We can take this common homework problem a step further to uncover some new physics in the system. By adding a simple model of degeneracy to the links, we can actually uncover a phase transition in this seemingly innocent one-dimensional zipper. Let’s take a look.

### The Setup

Suppose a zipper in a heat bath (temperature $$T$$) has $$N$$ links. Each link can either be closed with energy 0 or open with energy $$\epsilon$$. However, the zipper can only unzip from one end. Thus, link number $$s$$ can only open if all links before it are also open ($$1, 2, \cdots, s - 1$$). Shown below is the zipper diagram in Kittel’s paper.

I am going to make a couple of assumptions here, just to simplify the analysis of the problem (similar to Kittel):

1. The final link can never be open (shown as a thick black square on the right side of the diagram above). This prevents the zipper from disconnecting and drifting apart.

2. When a link is closed it can only be in one configuration. However, when the link is open, the two pieces of the link are free to spin around and assume G different positions. Thus, the open link has a degeneracy of G.

The diagrams below show some possible examples of open links in different orientations. The orientation of the link does not change the energy stored in the link, so these setups all have the same total energy.

WHAT YOU ARE ASKED TO DO: Summarize the text on the zipper model above in two sentences.

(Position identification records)
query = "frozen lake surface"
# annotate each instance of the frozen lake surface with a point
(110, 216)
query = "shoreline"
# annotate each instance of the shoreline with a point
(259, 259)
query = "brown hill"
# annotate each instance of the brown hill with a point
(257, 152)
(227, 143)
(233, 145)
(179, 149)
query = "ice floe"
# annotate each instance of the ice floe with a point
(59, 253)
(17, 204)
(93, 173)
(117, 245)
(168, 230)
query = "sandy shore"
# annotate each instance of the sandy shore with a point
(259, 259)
...
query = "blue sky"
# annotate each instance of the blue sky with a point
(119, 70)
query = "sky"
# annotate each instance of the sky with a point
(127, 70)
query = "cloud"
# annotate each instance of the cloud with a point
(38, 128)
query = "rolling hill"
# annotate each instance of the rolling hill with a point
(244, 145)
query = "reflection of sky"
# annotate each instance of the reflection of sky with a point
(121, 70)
* * *
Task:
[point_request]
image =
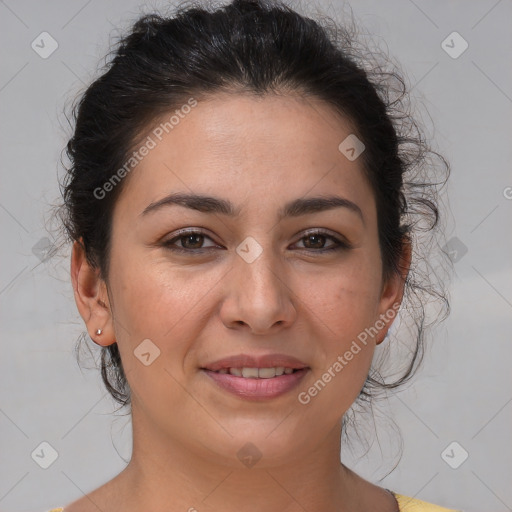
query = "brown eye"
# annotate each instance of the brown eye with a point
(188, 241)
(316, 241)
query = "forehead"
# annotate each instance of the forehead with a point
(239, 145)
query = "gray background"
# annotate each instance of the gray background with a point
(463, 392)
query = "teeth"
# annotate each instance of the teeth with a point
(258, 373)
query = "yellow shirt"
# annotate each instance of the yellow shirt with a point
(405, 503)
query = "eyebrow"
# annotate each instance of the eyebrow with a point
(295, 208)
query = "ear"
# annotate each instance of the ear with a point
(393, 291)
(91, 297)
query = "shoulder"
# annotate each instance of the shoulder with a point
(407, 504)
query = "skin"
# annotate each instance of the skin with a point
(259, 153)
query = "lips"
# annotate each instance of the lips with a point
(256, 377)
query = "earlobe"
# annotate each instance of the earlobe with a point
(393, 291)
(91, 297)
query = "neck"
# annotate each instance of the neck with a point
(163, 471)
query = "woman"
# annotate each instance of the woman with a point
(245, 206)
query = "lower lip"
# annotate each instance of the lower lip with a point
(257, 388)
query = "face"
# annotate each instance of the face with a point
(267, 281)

TASK RESPONSE: Adding a simple model of degeneracy to the links of a one-dimensional zipper extends a common homework problem and reveals a phase transition. In the setup, a zipper of N links in a heat bath at temperature T unzips only from one end, with each link closed at energy 0 or open at energy ε, the final link never opening, and each open link able to take G positions of equal energy.